Work required: All lines from the one with "TARGET = red puffer jacket" to the end need to be copied exactly, with nothing before them.

Supplied material:
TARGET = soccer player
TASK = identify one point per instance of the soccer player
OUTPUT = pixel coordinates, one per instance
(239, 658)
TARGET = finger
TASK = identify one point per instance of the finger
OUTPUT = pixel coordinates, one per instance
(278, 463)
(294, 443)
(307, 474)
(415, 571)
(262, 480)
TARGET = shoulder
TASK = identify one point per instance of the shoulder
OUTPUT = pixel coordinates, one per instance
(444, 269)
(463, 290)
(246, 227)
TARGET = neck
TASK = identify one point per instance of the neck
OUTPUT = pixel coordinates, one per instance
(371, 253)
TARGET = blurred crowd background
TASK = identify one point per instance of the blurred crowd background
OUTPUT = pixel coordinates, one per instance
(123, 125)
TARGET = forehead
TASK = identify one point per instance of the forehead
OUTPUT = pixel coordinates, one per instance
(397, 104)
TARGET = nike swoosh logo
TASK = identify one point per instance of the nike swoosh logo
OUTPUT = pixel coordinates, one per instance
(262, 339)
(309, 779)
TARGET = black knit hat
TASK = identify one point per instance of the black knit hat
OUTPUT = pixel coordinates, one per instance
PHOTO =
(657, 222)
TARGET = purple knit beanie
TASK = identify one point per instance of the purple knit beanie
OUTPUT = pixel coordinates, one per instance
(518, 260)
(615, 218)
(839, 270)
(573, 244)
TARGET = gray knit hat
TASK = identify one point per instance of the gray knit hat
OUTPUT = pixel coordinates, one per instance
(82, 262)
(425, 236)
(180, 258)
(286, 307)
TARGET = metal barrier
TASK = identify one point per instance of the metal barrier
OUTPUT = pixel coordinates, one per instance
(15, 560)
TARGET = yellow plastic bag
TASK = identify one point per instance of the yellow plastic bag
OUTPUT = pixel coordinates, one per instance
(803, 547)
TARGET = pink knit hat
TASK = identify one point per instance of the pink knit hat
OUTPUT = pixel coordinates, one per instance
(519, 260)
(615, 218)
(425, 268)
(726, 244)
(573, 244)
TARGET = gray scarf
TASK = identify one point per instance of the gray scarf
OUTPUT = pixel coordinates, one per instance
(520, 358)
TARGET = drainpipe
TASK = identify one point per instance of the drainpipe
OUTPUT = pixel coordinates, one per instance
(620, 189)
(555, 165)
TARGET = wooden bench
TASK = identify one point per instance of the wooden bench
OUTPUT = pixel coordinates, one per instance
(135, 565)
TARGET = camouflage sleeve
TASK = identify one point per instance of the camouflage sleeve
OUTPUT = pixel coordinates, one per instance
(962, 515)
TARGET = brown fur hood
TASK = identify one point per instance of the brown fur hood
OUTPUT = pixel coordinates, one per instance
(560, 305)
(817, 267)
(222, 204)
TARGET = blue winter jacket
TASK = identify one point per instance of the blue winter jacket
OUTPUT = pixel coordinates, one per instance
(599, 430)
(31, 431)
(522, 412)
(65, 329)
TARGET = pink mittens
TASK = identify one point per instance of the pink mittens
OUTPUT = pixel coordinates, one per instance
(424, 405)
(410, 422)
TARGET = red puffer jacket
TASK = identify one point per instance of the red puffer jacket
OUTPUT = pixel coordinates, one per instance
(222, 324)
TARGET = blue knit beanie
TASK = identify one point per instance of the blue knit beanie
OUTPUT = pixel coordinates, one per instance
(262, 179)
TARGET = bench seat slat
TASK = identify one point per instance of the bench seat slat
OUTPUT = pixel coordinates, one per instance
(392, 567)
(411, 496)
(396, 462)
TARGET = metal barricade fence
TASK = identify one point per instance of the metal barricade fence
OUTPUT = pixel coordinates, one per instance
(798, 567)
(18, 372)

Task result:
TARGET = red puffer jacket
TASK = identify one point per instance of the red puffer jacket
OUTPUT = pixel coordinates, one per instance
(222, 324)
TARGET = blue knit beanie
TASK = identify one point per instance of the blue knit beanie
OUTPUT = pixel coordinates, one per instance
(262, 179)
TARGET = bench seat slat
TASK = identify one point per instance of the bench seat slat
OUTPUT = pixel coordinates, one per instance
(392, 567)
(411, 496)
(396, 462)
TARGET = metal barricade fence
TASK = identify one point per instance of the metal barricade fence
OUTPUT = pixel coordinates, one per instance
(798, 567)
(18, 372)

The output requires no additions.